* [Reading passage]
# # # #

Consider a tree t constructed by calling tree(1, [tree(2), tree(4)]). For each of the following expressions, answer these two questions:

• What does the expression evaluate to?
• Does the expression violate any abstraction barriers? If so, write an equivalent expression that does not violate abstraction barriers.

1. label(t) Your Answer:

   Evaluates to 1, the label of the entire tree. This is simply using a selector to get the label, which is not violating any abstraction barriers.

2. t[0] Your Answer:

   This expression evaluates to 1, the label of the entire tree. However, it makes use of the fact that trees are implemented using lists, and violates the abstraction barrier. An equivalent expression is label(t).

3. label(branches(t)[0]) Your Answer:

   This expression evaluates to the label of the first branch of t. It is not a violation to index into branches(t) because it is given in the description of the ADT that branches(t) returns a list of branches.

# # # #

* [Provided material]
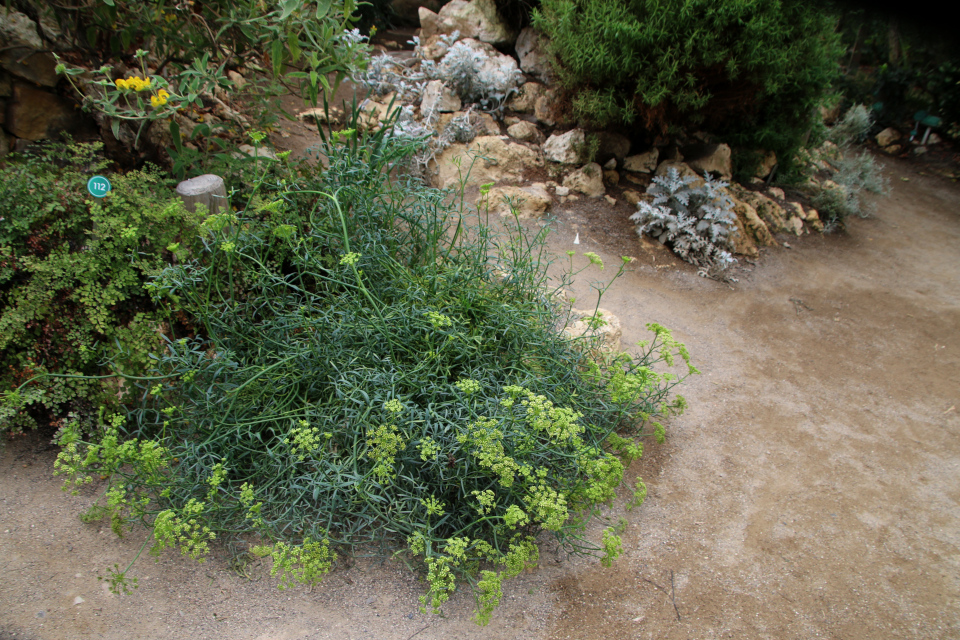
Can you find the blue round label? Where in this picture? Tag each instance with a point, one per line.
(98, 186)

# # # #

* [What is required] In the reading passage on tree abstraction barriers above, rewrite the paragraph that begins "This expression evaluates to 1, the label" as a short bulleted list that keeps its main facts.

* [Task response]
- Evaluates to 1, the label of the entire tree.
- Relies on trees being implemented as lists, so it violates the abstraction barrier.
- Equivalent expression: label(t).